[What is required] Your answer should be exactly the lines from the one that contains "hey — spot the porch roof" through the final line of the entries below, and nothing else.

Top of Material provided

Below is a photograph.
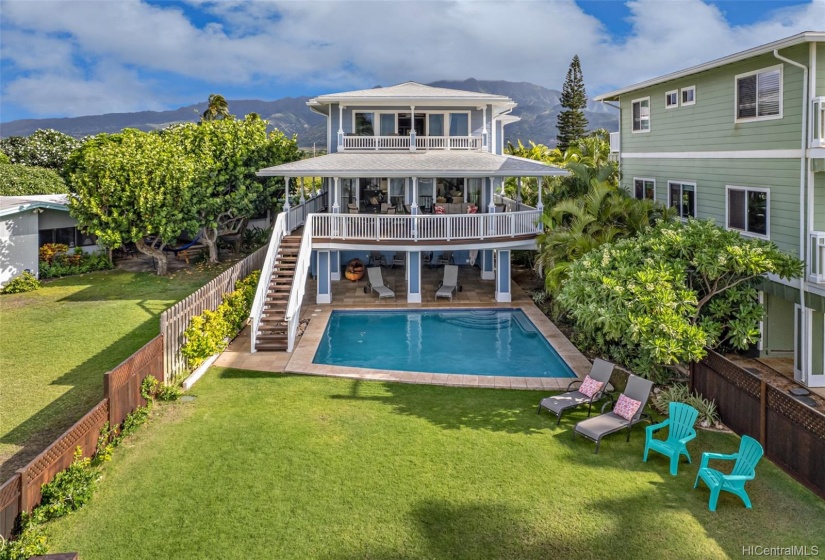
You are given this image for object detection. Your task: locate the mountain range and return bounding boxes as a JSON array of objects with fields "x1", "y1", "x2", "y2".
[{"x1": 0, "y1": 79, "x2": 618, "y2": 148}]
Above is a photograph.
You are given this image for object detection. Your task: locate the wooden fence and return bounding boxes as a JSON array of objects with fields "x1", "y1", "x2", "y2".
[
  {"x1": 0, "y1": 336, "x2": 164, "y2": 540},
  {"x1": 691, "y1": 350, "x2": 825, "y2": 499},
  {"x1": 160, "y1": 245, "x2": 268, "y2": 383}
]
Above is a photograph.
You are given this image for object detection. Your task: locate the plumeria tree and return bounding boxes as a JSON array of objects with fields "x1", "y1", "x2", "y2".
[
  {"x1": 557, "y1": 219, "x2": 803, "y2": 381},
  {"x1": 0, "y1": 129, "x2": 85, "y2": 172},
  {"x1": 67, "y1": 130, "x2": 200, "y2": 275}
]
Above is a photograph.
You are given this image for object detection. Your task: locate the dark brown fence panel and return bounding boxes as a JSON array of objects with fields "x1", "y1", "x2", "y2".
[
  {"x1": 765, "y1": 387, "x2": 825, "y2": 498},
  {"x1": 20, "y1": 400, "x2": 109, "y2": 512},
  {"x1": 0, "y1": 474, "x2": 21, "y2": 540},
  {"x1": 692, "y1": 350, "x2": 825, "y2": 500},
  {"x1": 105, "y1": 335, "x2": 164, "y2": 428},
  {"x1": 692, "y1": 354, "x2": 760, "y2": 439}
]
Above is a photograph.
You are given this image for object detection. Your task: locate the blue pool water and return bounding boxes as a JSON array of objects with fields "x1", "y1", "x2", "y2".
[{"x1": 313, "y1": 309, "x2": 576, "y2": 378}]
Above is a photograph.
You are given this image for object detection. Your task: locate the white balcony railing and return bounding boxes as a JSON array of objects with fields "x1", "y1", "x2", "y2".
[
  {"x1": 609, "y1": 132, "x2": 620, "y2": 153},
  {"x1": 494, "y1": 193, "x2": 535, "y2": 212},
  {"x1": 813, "y1": 97, "x2": 825, "y2": 149},
  {"x1": 341, "y1": 135, "x2": 482, "y2": 151},
  {"x1": 810, "y1": 231, "x2": 825, "y2": 284},
  {"x1": 311, "y1": 210, "x2": 542, "y2": 242}
]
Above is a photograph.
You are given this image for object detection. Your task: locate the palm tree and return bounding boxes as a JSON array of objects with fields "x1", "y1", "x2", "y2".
[{"x1": 201, "y1": 94, "x2": 230, "y2": 121}]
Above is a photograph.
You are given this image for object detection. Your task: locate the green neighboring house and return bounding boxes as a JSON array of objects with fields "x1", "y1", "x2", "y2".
[{"x1": 595, "y1": 31, "x2": 825, "y2": 388}]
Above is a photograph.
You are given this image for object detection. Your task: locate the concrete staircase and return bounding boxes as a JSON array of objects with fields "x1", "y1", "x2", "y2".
[{"x1": 254, "y1": 235, "x2": 302, "y2": 351}]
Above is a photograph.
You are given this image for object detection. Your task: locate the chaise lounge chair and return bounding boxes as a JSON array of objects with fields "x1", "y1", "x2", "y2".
[
  {"x1": 537, "y1": 358, "x2": 615, "y2": 425},
  {"x1": 367, "y1": 267, "x2": 395, "y2": 299},
  {"x1": 573, "y1": 374, "x2": 654, "y2": 453},
  {"x1": 435, "y1": 265, "x2": 460, "y2": 300}
]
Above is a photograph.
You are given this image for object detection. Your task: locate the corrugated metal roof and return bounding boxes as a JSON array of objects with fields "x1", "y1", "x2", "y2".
[
  {"x1": 0, "y1": 194, "x2": 69, "y2": 218},
  {"x1": 257, "y1": 151, "x2": 567, "y2": 178}
]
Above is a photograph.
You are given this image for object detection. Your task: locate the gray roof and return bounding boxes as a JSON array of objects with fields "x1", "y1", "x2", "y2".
[
  {"x1": 0, "y1": 194, "x2": 69, "y2": 218},
  {"x1": 312, "y1": 81, "x2": 513, "y2": 104},
  {"x1": 257, "y1": 151, "x2": 568, "y2": 178},
  {"x1": 595, "y1": 31, "x2": 825, "y2": 101}
]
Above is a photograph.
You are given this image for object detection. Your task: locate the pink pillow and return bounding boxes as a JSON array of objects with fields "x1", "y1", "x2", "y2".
[
  {"x1": 434, "y1": 205, "x2": 445, "y2": 214},
  {"x1": 614, "y1": 394, "x2": 642, "y2": 421},
  {"x1": 467, "y1": 205, "x2": 478, "y2": 214},
  {"x1": 578, "y1": 375, "x2": 604, "y2": 398}
]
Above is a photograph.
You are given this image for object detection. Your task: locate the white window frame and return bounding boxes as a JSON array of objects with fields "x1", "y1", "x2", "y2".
[
  {"x1": 665, "y1": 90, "x2": 679, "y2": 109},
  {"x1": 725, "y1": 185, "x2": 770, "y2": 239},
  {"x1": 667, "y1": 180, "x2": 697, "y2": 219},
  {"x1": 631, "y1": 97, "x2": 651, "y2": 133},
  {"x1": 632, "y1": 177, "x2": 656, "y2": 201},
  {"x1": 681, "y1": 86, "x2": 696, "y2": 106},
  {"x1": 352, "y1": 111, "x2": 377, "y2": 136},
  {"x1": 734, "y1": 64, "x2": 783, "y2": 123}
]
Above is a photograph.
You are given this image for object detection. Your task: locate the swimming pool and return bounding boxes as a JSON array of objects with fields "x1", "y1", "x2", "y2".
[{"x1": 312, "y1": 309, "x2": 576, "y2": 378}]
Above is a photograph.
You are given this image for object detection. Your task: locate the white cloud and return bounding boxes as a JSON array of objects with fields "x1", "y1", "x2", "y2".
[{"x1": 0, "y1": 0, "x2": 823, "y2": 117}]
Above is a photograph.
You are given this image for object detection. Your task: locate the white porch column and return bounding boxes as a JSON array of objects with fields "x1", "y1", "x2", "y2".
[
  {"x1": 410, "y1": 176, "x2": 419, "y2": 214},
  {"x1": 316, "y1": 250, "x2": 332, "y2": 304},
  {"x1": 283, "y1": 176, "x2": 291, "y2": 209},
  {"x1": 516, "y1": 177, "x2": 522, "y2": 211},
  {"x1": 536, "y1": 177, "x2": 544, "y2": 211},
  {"x1": 332, "y1": 177, "x2": 340, "y2": 213},
  {"x1": 337, "y1": 105, "x2": 345, "y2": 152},
  {"x1": 409, "y1": 105, "x2": 416, "y2": 152},
  {"x1": 482, "y1": 106, "x2": 489, "y2": 152},
  {"x1": 407, "y1": 251, "x2": 422, "y2": 303},
  {"x1": 299, "y1": 177, "x2": 306, "y2": 204},
  {"x1": 330, "y1": 250, "x2": 341, "y2": 282},
  {"x1": 487, "y1": 176, "x2": 495, "y2": 213},
  {"x1": 495, "y1": 249, "x2": 512, "y2": 303}
]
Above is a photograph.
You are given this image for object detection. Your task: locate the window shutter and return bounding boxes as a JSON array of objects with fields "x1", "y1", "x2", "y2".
[
  {"x1": 737, "y1": 75, "x2": 757, "y2": 118},
  {"x1": 757, "y1": 70, "x2": 780, "y2": 117}
]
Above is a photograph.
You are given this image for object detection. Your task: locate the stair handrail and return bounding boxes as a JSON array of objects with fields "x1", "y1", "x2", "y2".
[
  {"x1": 250, "y1": 212, "x2": 288, "y2": 353},
  {"x1": 285, "y1": 214, "x2": 314, "y2": 352}
]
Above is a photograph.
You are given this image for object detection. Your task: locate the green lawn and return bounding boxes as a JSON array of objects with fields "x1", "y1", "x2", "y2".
[
  {"x1": 0, "y1": 266, "x2": 229, "y2": 480},
  {"x1": 46, "y1": 369, "x2": 825, "y2": 559}
]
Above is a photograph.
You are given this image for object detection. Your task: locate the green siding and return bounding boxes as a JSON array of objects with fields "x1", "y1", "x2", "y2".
[
  {"x1": 763, "y1": 293, "x2": 795, "y2": 355},
  {"x1": 817, "y1": 43, "x2": 825, "y2": 97},
  {"x1": 619, "y1": 45, "x2": 808, "y2": 153},
  {"x1": 815, "y1": 173, "x2": 825, "y2": 231},
  {"x1": 620, "y1": 158, "x2": 802, "y2": 255},
  {"x1": 813, "y1": 310, "x2": 824, "y2": 376}
]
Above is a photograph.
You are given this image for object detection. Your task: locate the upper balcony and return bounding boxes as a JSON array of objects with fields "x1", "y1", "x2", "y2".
[
  {"x1": 341, "y1": 134, "x2": 483, "y2": 152},
  {"x1": 813, "y1": 97, "x2": 825, "y2": 150}
]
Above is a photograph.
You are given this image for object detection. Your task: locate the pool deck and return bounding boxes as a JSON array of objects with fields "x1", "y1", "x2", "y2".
[{"x1": 215, "y1": 267, "x2": 592, "y2": 390}]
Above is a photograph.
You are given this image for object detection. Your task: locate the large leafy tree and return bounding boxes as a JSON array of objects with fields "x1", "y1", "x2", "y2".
[
  {"x1": 67, "y1": 130, "x2": 199, "y2": 275},
  {"x1": 558, "y1": 219, "x2": 803, "y2": 381},
  {"x1": 201, "y1": 94, "x2": 231, "y2": 121},
  {"x1": 556, "y1": 55, "x2": 589, "y2": 152},
  {"x1": 168, "y1": 116, "x2": 302, "y2": 263},
  {"x1": 0, "y1": 129, "x2": 85, "y2": 172}
]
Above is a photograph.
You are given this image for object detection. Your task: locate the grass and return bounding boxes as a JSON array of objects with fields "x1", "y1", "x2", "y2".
[
  {"x1": 46, "y1": 369, "x2": 825, "y2": 559},
  {"x1": 0, "y1": 266, "x2": 230, "y2": 480}
]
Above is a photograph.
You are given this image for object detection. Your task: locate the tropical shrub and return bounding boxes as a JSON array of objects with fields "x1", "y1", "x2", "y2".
[
  {"x1": 652, "y1": 383, "x2": 720, "y2": 428},
  {"x1": 1, "y1": 271, "x2": 41, "y2": 294},
  {"x1": 0, "y1": 164, "x2": 68, "y2": 196},
  {"x1": 558, "y1": 219, "x2": 802, "y2": 381},
  {"x1": 34, "y1": 448, "x2": 97, "y2": 523},
  {"x1": 39, "y1": 243, "x2": 72, "y2": 264},
  {"x1": 38, "y1": 248, "x2": 112, "y2": 278},
  {"x1": 181, "y1": 271, "x2": 260, "y2": 368},
  {"x1": 0, "y1": 153, "x2": 10, "y2": 164},
  {"x1": 0, "y1": 513, "x2": 48, "y2": 560}
]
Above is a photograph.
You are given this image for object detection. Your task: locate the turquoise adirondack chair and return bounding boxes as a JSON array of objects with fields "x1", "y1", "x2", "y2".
[
  {"x1": 643, "y1": 402, "x2": 699, "y2": 475},
  {"x1": 693, "y1": 435, "x2": 764, "y2": 511}
]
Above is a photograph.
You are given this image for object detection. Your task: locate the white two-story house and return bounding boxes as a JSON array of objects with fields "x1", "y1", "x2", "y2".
[
  {"x1": 252, "y1": 82, "x2": 566, "y2": 351},
  {"x1": 595, "y1": 32, "x2": 825, "y2": 388}
]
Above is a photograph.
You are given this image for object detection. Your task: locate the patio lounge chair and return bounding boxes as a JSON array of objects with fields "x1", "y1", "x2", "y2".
[
  {"x1": 537, "y1": 358, "x2": 615, "y2": 425},
  {"x1": 367, "y1": 267, "x2": 395, "y2": 299},
  {"x1": 573, "y1": 374, "x2": 654, "y2": 454},
  {"x1": 435, "y1": 265, "x2": 460, "y2": 300},
  {"x1": 391, "y1": 252, "x2": 405, "y2": 269},
  {"x1": 436, "y1": 251, "x2": 454, "y2": 266},
  {"x1": 694, "y1": 435, "x2": 764, "y2": 511},
  {"x1": 369, "y1": 251, "x2": 387, "y2": 267},
  {"x1": 643, "y1": 401, "x2": 699, "y2": 475}
]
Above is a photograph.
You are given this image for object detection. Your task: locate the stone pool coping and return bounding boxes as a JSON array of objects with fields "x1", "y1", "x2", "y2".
[{"x1": 284, "y1": 303, "x2": 592, "y2": 390}]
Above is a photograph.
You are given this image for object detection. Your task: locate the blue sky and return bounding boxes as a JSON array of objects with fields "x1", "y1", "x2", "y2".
[{"x1": 1, "y1": 0, "x2": 822, "y2": 123}]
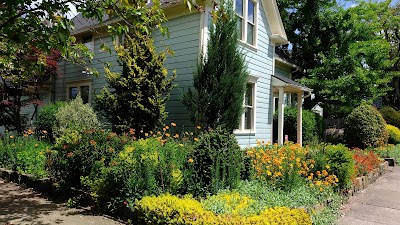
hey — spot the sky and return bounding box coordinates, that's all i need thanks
[340,0,400,8]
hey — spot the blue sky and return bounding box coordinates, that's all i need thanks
[340,0,399,8]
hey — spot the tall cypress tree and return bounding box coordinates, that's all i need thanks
[96,0,176,133]
[182,1,249,133]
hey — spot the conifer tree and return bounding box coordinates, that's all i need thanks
[96,0,175,133]
[182,1,249,132]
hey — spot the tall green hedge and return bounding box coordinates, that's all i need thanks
[379,106,400,128]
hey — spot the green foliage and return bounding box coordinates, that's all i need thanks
[187,127,244,196]
[182,2,249,132]
[54,95,102,141]
[81,137,191,208]
[344,104,388,148]
[273,107,324,144]
[320,144,355,189]
[47,129,124,187]
[380,106,400,128]
[135,193,312,225]
[96,0,174,134]
[387,125,400,144]
[36,101,66,141]
[0,135,50,178]
[278,0,399,117]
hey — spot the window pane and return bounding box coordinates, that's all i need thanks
[244,107,252,130]
[247,23,254,45]
[80,86,90,104]
[245,83,253,106]
[69,87,78,100]
[237,17,243,39]
[235,0,243,16]
[248,0,255,23]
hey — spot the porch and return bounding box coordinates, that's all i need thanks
[272,74,313,145]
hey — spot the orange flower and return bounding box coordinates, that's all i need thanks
[188,158,194,163]
[196,125,201,129]
[67,152,74,157]
[174,134,179,138]
[9,135,14,139]
[89,140,96,146]
[145,133,149,137]
[171,122,177,127]
[194,138,199,142]
[165,133,171,137]
[165,126,169,130]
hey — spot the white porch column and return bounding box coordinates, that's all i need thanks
[278,87,285,145]
[297,92,304,146]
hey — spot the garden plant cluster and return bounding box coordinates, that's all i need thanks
[0,99,397,225]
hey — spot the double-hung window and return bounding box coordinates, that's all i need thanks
[235,0,257,46]
[67,81,91,104]
[235,76,258,134]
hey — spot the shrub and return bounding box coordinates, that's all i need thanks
[379,106,400,128]
[47,129,124,187]
[344,104,388,148]
[135,194,312,225]
[188,127,244,196]
[386,125,400,144]
[273,107,324,144]
[0,134,50,178]
[36,101,66,142]
[353,149,383,177]
[53,95,102,140]
[246,143,337,191]
[202,191,256,216]
[323,144,355,189]
[80,137,192,209]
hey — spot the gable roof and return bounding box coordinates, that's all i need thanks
[70,0,288,45]
[263,0,288,45]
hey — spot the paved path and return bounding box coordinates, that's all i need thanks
[339,166,400,225]
[0,180,124,225]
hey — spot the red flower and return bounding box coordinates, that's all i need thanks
[123,201,128,205]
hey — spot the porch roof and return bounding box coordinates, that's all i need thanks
[272,74,313,93]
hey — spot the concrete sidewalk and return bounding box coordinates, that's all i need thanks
[339,166,400,225]
[0,180,124,225]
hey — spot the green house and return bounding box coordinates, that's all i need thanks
[20,0,312,146]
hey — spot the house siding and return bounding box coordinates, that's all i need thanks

Bottom of Material provided

[Your response]
hey — spot the porch roof and return bounding box coordinates, that's all i need thanks
[272,74,313,93]
hey — spot the concrete sidewalk and return bounding box coordinates, that's all i need thanks
[339,166,400,225]
[0,180,124,225]
hey — spot the green house and return bounding box coordinates, that's all i need thanks
[20,0,312,146]
hey — spot the house siding and return bounding box coordinates, that's all i need thanks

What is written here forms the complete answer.